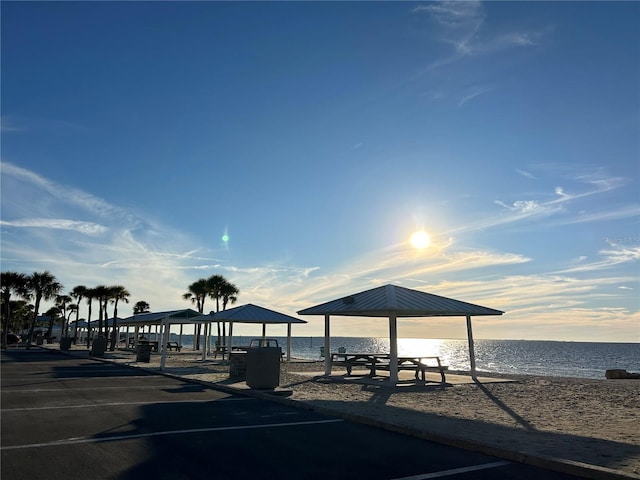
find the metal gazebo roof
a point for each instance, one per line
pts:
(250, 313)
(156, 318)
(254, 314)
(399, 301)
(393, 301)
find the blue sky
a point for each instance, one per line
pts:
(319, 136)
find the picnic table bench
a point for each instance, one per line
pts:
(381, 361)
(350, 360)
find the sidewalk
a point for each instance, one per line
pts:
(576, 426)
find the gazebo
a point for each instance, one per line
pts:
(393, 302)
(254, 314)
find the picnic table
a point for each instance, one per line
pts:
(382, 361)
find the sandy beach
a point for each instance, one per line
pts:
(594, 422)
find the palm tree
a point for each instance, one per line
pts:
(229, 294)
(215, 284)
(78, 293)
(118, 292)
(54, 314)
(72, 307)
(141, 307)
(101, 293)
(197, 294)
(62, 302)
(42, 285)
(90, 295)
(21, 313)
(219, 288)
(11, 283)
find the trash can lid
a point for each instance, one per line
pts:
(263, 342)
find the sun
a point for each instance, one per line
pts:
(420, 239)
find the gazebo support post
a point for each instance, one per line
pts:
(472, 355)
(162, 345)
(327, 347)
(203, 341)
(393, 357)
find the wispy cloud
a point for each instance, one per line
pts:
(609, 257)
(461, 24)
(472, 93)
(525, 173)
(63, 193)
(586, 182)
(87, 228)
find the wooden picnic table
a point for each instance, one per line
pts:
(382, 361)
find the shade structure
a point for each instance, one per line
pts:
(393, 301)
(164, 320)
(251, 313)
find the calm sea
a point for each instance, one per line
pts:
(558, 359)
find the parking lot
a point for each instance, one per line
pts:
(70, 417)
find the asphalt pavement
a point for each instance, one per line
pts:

+ + + + + + +

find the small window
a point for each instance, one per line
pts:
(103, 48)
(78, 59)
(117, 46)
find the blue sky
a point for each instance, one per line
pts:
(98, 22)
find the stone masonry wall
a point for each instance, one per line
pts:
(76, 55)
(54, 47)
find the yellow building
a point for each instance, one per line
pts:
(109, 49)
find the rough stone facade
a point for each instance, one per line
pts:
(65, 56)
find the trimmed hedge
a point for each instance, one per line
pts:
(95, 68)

+ + + + + + +

**INSTRUCTIONS TO FOLLOW**
Pull out each line of the data above that contains the word "picnic", treating uppercase and lowercase as different.

**RESULT OF THIS EXERCISE**
find the picnic table bench
find the picnic table
find the wooden picnic table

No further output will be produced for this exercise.